Exercise requirements: Your task is to repeat, word for word, the line containing "the man's mouth;" and all lines that follow it to the end of the material, and no other lines.

Items listed in a dataset

>>>

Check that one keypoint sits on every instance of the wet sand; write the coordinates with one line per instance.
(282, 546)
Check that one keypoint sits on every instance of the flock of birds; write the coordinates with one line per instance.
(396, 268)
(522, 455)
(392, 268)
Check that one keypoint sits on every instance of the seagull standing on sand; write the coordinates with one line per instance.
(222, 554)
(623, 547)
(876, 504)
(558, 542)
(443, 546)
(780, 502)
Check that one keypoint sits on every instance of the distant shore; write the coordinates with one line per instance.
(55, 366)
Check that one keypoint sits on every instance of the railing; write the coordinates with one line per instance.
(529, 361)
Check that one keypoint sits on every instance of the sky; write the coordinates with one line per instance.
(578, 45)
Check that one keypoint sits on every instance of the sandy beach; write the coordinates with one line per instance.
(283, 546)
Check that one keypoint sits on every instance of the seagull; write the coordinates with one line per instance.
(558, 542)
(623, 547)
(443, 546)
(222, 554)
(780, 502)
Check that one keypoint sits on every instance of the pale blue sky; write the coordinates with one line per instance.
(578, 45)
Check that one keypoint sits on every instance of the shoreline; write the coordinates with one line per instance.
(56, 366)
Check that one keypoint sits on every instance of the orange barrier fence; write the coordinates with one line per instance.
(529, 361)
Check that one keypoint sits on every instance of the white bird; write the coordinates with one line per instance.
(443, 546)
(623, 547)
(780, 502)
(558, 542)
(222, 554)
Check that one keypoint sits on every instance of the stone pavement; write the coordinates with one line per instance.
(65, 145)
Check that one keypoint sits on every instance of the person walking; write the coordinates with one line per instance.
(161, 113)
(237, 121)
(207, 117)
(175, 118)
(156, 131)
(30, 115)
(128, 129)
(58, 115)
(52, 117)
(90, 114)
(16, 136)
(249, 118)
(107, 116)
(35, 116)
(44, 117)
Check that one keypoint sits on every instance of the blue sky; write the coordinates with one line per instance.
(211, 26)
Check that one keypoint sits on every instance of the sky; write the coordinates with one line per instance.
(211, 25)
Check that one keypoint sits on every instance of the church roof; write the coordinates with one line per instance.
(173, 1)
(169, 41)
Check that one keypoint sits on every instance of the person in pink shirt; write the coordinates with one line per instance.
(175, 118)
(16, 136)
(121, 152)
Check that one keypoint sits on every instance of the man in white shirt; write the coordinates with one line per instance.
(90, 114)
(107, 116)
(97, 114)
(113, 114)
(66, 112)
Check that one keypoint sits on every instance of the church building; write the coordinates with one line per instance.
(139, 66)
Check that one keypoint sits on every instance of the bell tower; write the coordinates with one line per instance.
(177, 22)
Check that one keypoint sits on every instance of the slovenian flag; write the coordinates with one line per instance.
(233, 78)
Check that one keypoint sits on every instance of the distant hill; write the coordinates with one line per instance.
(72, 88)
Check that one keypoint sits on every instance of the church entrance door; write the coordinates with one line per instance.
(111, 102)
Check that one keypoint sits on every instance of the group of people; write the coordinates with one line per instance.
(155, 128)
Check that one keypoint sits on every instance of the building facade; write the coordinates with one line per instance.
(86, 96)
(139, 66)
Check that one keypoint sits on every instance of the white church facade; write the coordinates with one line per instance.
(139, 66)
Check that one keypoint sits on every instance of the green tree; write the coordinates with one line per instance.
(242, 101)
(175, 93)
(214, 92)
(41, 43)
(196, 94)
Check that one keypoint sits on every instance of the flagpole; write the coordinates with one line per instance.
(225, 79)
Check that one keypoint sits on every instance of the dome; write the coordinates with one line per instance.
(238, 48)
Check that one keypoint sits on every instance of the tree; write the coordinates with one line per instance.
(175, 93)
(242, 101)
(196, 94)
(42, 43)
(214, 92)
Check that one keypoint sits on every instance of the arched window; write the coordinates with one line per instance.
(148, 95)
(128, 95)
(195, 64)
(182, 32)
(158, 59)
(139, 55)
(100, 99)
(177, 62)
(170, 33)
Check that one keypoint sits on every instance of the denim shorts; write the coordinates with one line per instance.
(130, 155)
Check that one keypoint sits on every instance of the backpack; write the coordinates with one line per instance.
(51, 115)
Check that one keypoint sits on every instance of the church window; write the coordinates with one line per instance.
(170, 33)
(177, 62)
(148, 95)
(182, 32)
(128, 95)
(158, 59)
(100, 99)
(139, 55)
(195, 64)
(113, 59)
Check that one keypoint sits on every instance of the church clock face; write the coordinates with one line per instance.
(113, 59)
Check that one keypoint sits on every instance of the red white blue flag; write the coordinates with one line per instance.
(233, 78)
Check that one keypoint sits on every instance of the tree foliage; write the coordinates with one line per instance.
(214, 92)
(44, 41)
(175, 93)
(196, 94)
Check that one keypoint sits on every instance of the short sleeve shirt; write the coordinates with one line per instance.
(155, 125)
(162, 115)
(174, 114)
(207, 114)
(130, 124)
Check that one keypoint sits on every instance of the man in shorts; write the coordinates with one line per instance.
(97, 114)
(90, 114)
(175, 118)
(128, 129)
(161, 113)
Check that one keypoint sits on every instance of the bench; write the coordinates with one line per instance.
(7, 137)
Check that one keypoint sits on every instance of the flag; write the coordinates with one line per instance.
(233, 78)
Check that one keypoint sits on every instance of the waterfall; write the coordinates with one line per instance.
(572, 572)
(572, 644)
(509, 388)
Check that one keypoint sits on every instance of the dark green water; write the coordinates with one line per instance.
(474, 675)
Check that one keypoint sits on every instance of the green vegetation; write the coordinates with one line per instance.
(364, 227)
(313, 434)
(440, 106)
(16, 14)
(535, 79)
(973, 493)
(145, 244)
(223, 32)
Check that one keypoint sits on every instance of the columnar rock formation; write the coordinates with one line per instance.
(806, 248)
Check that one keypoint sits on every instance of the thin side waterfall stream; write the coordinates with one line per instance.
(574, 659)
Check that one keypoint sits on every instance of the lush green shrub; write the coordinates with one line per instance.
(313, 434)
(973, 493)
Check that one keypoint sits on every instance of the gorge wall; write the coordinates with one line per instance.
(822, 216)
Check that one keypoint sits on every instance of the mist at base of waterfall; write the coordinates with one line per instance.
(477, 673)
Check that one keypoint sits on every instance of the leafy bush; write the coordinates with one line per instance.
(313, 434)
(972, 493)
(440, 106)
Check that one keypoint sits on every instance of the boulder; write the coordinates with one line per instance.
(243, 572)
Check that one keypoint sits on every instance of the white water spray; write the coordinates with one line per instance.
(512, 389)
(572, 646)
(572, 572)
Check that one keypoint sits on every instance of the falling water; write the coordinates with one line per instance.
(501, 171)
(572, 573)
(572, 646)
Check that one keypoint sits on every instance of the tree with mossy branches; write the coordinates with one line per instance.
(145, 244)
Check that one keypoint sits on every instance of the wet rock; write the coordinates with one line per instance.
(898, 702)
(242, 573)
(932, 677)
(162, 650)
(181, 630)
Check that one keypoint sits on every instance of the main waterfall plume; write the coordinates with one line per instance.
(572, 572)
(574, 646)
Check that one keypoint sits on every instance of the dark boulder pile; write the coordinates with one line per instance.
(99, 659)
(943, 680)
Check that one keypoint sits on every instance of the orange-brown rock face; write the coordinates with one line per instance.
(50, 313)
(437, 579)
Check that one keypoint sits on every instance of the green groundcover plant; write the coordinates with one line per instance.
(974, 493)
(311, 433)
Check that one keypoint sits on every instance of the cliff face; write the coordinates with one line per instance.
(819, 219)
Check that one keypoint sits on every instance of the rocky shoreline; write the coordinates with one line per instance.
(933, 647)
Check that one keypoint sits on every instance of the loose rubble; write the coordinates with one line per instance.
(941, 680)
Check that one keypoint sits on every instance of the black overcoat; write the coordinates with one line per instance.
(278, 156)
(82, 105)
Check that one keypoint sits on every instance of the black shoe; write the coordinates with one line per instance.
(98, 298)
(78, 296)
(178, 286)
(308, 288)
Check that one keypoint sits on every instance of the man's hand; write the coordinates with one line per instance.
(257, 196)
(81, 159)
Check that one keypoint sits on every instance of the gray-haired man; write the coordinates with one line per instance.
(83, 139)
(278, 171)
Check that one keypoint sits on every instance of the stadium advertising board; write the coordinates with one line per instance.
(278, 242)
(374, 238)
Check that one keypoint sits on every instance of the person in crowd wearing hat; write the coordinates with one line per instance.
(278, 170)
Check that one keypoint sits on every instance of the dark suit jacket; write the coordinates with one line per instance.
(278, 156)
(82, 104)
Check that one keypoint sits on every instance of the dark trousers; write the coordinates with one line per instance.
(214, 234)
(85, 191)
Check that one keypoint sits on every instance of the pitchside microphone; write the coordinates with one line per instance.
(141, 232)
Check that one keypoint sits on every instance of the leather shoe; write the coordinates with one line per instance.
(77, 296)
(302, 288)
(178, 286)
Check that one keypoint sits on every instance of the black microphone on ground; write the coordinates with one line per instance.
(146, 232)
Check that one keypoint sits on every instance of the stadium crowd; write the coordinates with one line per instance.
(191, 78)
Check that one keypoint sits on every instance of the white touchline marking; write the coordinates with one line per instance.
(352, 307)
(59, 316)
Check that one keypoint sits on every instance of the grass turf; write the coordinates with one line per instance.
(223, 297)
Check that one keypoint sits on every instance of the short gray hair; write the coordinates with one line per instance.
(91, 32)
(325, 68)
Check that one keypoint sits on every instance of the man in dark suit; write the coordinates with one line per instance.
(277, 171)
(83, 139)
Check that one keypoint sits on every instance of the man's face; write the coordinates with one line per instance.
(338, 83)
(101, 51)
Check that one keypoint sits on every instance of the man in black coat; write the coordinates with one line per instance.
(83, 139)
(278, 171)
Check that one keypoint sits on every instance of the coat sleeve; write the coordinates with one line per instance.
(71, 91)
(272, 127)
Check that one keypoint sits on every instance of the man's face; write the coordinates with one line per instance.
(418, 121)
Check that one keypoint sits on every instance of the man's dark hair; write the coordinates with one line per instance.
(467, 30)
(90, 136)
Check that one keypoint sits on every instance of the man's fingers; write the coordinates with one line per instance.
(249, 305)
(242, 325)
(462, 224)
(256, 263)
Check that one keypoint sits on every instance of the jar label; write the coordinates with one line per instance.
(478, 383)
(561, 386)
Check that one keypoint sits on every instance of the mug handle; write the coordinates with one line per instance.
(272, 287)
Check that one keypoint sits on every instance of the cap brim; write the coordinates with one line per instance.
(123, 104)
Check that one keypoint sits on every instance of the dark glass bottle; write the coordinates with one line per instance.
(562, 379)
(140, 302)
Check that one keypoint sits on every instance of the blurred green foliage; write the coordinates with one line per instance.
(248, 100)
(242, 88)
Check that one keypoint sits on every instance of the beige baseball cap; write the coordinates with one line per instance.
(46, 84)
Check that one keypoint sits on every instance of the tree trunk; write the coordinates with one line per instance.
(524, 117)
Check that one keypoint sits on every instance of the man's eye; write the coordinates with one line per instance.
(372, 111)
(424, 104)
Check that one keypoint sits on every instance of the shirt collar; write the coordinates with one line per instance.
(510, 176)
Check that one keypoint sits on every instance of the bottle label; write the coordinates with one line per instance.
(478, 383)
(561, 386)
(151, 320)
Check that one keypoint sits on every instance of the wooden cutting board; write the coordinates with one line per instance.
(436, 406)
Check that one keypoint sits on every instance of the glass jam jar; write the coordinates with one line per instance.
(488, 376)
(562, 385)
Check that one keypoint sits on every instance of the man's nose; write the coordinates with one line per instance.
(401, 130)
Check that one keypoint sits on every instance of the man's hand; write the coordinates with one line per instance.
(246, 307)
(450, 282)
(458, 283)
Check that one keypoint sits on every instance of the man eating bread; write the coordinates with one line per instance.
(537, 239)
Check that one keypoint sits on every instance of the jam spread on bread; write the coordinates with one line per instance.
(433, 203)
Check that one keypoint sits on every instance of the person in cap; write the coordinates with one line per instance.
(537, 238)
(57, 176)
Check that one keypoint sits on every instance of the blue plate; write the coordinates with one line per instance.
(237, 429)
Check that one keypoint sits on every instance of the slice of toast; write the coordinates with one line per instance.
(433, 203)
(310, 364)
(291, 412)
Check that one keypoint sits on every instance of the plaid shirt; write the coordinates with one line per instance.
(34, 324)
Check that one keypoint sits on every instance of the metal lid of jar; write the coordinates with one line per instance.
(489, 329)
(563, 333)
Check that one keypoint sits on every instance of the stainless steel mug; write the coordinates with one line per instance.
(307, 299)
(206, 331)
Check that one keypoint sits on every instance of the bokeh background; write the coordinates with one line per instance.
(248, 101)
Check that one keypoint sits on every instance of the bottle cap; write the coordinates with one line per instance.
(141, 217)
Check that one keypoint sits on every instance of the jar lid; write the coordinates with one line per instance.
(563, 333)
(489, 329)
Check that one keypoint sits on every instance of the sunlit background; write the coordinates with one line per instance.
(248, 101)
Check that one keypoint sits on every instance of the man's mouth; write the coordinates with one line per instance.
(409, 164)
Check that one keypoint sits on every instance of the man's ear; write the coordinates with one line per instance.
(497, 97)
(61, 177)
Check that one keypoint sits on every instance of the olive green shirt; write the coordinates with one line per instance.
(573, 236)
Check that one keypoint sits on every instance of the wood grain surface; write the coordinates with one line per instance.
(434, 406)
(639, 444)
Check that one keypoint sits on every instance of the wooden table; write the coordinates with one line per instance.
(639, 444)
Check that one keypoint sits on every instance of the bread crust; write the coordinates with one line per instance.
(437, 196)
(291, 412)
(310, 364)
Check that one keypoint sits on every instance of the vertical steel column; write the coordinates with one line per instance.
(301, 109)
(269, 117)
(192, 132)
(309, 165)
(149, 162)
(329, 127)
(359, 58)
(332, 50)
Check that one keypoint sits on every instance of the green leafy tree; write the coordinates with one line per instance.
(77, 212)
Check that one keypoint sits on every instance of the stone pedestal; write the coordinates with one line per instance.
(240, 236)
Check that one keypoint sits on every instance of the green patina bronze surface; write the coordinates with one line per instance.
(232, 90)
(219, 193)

<<<

Solution to this problem:
Check that one keypoint sits on every instance of the man's mouth; write the coordinates with one line per instance.
(409, 164)
Check that one keypoint sits on every instance of the man's ear; write the coordinates with one line per instance.
(497, 97)
(61, 177)
Check that one keypoint sits on every instance of the olive green shirt; write the coordinates with one line per instance.
(573, 236)
Check that one keypoint sits on every instance of the wood grain surface; write the coordinates with one line per instance.
(434, 406)
(639, 444)
Check that one keypoint sits on every instance of the wooden table; write the coordinates with one line per instance.
(639, 444)
Check that one keypoint sits on every instance of the bread crust; write the coordinates with one line per instance.
(437, 196)
(291, 412)
(310, 364)
Check that one keypoint sits on every instance of the vertical steel column; write the coordinates with one line per instance.
(301, 109)
(269, 117)
(192, 132)
(309, 165)
(149, 162)
(329, 127)
(359, 58)
(332, 50)
Check that one keypoint sits on every instance of the green leafy tree; write the coordinates with one line per instance.
(77, 212)
Check that one keypoint sits on every instance of the stone pedestal; write the coordinates with one line per instance.
(240, 236)
Check that one keypoint sits on every instance of the green patina bronze surface; write the coordinates with one line per instance.
(232, 90)
(219, 193)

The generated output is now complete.